■ **Yapılacak İş A**
Kayıtlarda "terminal" sözcüğünü içeren bütün satırları çıkar.

■ **Alıntı**
İstanbul halaya durunca...

Kardeş Türküler 25 yıllık müzik yolculuğunu Uniq Açıkhava Sahnesi’ndeki görkemli bir geceyle kutladı.

Emrah Kolukısa

Gökyüzünde ışıl ışıl bir mehtap vardı ve günlerdir ilk kez yağmur bulutlarından ıraktı İstanbul. Kardeş Türküler’in 25. yılını kutlayacağı özel gece için her şey tamdı adeta, kalabalık bir izleyici kitlesi dahil. 1993 yılında Boğaziçi Üniversitesi’nde kurulan ve yıllar içinde büyük kitlelere seslenen bir topluluk haline gelen Kardeş Türküler gazetemizin Cuma6tesi ekinde Dilek Şen’e verdikleri söyleşide “Keşke memleket de sahnemiz gibi olsa” diyorlardı ya, işte o sahneyi izlemek üzere biz de yerimizi aldık ve 21.30’da başlayan, ara dahil gece 00.30’a kadar süren gösterinin akışına bıraktık kendimizi. Duyguların şahlandığı, coşkunun sel gibi aktığı anlar birbirini izledi ve gece heyecanın doruğa çıktığı bir finalle noktalandığında içimiz kıpır kıpır evin yolunu tuttuk.

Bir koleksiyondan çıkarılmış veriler

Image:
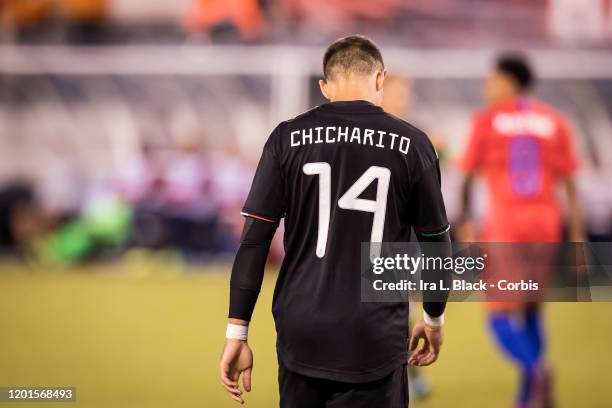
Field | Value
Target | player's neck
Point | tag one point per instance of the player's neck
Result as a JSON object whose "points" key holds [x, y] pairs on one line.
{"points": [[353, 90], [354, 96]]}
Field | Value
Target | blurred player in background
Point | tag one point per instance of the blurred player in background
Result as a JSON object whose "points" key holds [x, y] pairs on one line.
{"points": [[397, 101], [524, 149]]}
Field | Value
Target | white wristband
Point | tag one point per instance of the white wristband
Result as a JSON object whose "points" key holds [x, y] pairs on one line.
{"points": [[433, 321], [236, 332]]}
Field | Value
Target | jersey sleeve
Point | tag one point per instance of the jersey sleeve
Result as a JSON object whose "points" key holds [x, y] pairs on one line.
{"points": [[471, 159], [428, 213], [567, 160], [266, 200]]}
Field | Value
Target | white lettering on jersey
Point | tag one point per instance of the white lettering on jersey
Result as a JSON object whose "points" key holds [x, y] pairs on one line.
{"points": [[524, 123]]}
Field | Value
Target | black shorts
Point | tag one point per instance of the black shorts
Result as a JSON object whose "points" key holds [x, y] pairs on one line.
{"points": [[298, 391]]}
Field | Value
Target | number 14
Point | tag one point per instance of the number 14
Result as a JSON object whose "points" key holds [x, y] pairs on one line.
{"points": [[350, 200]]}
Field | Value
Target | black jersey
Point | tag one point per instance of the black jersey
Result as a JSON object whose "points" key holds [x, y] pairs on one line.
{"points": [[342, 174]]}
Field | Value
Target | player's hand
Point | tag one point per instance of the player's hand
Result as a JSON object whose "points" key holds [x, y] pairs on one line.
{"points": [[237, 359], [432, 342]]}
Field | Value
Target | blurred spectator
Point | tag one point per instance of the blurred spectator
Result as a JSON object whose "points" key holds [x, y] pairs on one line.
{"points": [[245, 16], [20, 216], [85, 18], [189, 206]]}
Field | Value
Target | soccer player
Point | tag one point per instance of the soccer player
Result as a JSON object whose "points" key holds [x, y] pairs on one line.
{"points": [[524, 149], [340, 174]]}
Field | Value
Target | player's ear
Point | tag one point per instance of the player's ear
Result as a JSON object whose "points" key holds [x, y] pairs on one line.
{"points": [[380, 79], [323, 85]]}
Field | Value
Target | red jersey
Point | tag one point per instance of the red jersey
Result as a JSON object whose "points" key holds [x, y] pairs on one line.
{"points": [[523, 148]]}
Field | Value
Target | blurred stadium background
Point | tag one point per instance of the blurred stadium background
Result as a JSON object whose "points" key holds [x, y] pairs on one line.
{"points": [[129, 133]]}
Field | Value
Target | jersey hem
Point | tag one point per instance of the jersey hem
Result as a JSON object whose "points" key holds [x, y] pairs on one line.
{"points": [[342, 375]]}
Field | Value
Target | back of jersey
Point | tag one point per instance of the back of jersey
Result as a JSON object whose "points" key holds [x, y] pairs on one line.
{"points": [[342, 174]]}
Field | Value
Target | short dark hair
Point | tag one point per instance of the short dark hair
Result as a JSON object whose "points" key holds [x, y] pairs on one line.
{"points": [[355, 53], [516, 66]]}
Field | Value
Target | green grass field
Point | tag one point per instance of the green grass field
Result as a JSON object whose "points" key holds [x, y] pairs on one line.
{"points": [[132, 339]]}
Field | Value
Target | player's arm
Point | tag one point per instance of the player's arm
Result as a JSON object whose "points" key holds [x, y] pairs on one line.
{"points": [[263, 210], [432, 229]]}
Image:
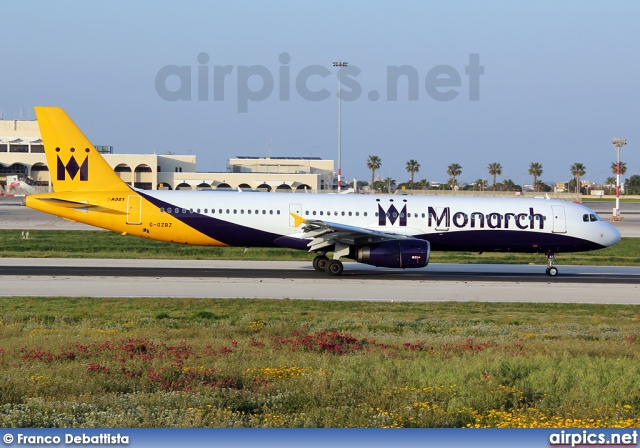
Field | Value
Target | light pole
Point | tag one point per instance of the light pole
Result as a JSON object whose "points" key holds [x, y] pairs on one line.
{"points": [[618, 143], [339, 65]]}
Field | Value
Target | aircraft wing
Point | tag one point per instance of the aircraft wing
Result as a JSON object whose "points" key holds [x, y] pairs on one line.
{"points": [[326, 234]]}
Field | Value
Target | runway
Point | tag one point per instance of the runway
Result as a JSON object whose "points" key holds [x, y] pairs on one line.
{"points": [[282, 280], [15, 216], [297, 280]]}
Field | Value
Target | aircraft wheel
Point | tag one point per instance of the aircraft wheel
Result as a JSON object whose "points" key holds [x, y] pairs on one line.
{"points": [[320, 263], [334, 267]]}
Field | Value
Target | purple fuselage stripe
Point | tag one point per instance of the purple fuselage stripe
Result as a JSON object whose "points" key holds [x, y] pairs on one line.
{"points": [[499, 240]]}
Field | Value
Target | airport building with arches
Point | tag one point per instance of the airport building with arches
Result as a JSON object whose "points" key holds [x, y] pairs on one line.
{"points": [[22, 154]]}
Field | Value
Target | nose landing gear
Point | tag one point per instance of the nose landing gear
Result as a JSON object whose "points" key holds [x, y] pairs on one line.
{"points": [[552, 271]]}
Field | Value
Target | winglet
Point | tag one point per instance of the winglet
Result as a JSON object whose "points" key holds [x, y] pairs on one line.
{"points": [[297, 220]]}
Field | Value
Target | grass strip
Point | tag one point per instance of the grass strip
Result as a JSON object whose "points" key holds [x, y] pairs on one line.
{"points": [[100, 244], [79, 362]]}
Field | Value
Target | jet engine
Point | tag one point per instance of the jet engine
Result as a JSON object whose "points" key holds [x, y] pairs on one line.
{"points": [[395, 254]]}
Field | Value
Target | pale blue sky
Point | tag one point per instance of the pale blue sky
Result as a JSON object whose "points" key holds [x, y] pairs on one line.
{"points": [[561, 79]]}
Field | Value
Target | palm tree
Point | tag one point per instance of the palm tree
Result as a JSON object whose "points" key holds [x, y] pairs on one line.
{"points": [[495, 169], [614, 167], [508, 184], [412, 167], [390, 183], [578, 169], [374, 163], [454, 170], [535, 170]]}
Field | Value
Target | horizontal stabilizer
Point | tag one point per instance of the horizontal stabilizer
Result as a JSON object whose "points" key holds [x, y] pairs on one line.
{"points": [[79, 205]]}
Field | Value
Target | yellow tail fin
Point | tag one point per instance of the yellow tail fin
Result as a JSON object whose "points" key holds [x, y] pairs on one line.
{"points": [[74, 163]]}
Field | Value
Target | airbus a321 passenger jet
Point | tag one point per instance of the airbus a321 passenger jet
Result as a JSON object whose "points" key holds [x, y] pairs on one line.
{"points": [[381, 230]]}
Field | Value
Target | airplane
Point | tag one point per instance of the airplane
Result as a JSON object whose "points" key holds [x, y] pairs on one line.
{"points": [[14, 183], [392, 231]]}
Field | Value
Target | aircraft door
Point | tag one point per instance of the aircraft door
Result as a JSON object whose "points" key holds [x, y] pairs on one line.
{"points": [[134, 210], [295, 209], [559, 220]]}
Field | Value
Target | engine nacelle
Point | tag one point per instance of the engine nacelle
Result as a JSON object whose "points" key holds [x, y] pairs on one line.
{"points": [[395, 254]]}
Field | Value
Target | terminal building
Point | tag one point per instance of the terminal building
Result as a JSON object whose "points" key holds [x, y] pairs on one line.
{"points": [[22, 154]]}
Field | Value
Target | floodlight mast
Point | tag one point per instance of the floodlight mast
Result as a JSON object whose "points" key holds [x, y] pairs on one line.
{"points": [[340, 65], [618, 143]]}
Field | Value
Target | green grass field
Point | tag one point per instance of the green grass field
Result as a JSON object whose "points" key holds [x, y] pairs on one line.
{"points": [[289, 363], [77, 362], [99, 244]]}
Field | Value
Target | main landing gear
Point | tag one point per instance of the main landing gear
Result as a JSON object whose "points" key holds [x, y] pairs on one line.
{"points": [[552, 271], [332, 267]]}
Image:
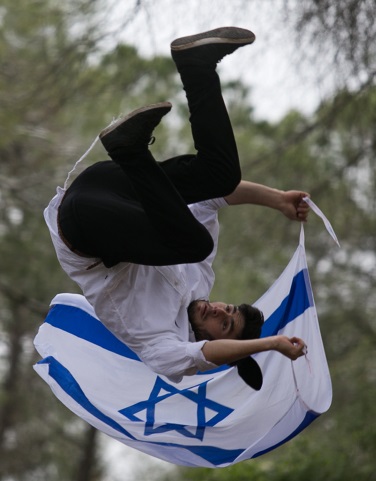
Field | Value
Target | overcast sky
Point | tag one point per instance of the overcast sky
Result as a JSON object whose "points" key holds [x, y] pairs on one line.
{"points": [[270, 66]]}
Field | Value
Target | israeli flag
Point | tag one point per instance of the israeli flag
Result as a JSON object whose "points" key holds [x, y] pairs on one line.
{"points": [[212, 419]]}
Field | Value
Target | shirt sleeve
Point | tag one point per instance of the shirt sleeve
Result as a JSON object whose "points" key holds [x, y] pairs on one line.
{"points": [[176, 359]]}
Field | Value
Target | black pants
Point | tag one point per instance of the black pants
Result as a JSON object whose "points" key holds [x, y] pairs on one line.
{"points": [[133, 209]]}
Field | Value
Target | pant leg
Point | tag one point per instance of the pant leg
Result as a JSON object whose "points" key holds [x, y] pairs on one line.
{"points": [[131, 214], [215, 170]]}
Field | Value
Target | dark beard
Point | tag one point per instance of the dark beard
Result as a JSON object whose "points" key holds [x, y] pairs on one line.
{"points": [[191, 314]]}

■ **Yapılacak İş B**
Yukarıdaki alıntıya göre şu ifadelerin her biri doğru mu: (i) Kardeş Türküler 1993'te Boğaziçi Üniversitesi'nde kuruldu; (ii) gösteri saat 22.00'de başladı; (iii) konser gecesi İstanbul'a yağmur yağdı? Her birine evet ya da hayır diye yanıt ver ve alıntıdaki belirleyici sözcükleri tırnak içinde aktar.

■ **Görev Sonucu A**
Target | terminal building
Point | tag one point per instance of the terminal building

■ **Görev Sonucu B**
(i) Evet: "1993 yılında Boğaziçi Üniversitesi’nde kurulan"
(ii) Hayır: "21.30’da başlayan"
(iii) Hayır: "günlerdir ilk kez yağmur bulutlarından ıraktı İstanbul"